» What needs to be done
Could you write out every line from the first one up to and including the line with "x=221, y=23", requests included, adjusting each x and y coordinate in the answers by -32? Leave the pictures out.

§

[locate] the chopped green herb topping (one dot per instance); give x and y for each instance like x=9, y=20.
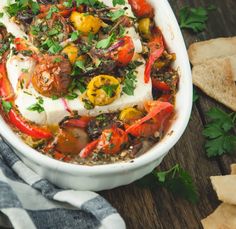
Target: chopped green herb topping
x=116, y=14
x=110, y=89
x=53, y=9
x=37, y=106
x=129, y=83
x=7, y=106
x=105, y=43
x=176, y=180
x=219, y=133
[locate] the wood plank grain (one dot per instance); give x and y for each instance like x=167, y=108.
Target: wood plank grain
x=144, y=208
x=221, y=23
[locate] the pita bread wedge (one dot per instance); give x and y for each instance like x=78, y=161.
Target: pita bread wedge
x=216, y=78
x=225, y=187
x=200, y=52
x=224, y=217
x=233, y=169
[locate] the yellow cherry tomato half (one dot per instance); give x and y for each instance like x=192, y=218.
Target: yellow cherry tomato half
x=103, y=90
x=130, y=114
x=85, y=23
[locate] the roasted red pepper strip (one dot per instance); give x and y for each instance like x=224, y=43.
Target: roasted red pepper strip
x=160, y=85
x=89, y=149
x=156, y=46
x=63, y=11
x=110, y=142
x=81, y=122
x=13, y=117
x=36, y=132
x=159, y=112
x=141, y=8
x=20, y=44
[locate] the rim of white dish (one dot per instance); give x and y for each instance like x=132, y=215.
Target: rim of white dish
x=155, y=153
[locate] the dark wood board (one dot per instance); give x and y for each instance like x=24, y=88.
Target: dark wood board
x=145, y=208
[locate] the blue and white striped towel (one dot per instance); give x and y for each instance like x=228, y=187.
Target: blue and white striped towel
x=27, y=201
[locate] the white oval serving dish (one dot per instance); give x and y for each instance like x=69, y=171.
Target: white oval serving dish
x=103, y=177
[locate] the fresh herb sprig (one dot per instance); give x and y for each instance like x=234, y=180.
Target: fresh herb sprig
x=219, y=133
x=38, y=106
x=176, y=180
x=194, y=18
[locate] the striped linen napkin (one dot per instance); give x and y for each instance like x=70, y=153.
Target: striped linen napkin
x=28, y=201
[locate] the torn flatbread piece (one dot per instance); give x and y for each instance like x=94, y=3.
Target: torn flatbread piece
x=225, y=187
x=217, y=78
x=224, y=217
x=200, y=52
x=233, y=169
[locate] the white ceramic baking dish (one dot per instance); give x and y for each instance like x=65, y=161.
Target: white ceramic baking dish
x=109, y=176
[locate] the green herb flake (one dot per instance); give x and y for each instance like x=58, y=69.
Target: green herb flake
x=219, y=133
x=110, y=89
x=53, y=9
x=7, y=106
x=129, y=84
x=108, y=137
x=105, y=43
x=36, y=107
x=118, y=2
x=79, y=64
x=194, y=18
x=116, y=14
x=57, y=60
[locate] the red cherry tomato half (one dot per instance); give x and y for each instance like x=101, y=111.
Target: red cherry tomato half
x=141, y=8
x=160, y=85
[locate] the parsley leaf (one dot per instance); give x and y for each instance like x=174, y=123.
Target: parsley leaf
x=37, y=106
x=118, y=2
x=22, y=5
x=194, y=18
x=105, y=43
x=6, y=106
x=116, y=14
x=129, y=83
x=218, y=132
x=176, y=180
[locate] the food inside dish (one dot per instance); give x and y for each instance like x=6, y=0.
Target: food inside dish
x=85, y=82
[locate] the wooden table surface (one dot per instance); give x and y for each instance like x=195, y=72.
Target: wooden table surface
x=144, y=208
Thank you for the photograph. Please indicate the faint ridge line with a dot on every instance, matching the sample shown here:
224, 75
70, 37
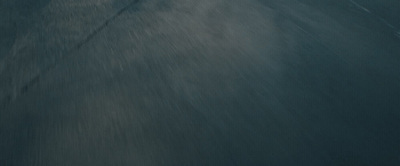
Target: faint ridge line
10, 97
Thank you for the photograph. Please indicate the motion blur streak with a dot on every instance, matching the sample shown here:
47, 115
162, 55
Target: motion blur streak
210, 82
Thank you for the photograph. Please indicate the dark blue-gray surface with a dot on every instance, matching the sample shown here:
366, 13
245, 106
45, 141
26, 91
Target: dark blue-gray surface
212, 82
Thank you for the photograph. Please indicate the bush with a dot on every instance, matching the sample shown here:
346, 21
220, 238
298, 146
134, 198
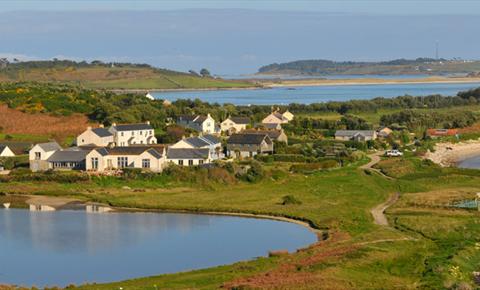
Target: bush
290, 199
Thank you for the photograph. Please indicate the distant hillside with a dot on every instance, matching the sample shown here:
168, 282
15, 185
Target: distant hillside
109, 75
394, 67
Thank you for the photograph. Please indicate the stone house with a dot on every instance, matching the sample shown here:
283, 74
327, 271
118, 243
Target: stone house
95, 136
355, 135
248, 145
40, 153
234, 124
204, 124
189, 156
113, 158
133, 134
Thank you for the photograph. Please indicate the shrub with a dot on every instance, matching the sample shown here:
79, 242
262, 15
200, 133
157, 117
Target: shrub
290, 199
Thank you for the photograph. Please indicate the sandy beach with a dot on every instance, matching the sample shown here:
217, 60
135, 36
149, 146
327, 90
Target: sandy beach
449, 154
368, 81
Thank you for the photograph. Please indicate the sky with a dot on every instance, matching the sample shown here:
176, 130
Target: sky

§

» Exercise solution
[locate] the chopped green herb topping (one dot per instance); give x and y for each instance like x=9, y=20.
Target: chopped green herb topping
x=84, y=-18
x=78, y=57
x=21, y=-23
x=5, y=74
x=97, y=51
x=-25, y=74
x=73, y=11
x=144, y=148
x=187, y=101
[locate] the wood plank grain (one dot per instance); give x and y for each instance like x=167, y=108.
Target: wood plank grain
x=112, y=176
x=189, y=-9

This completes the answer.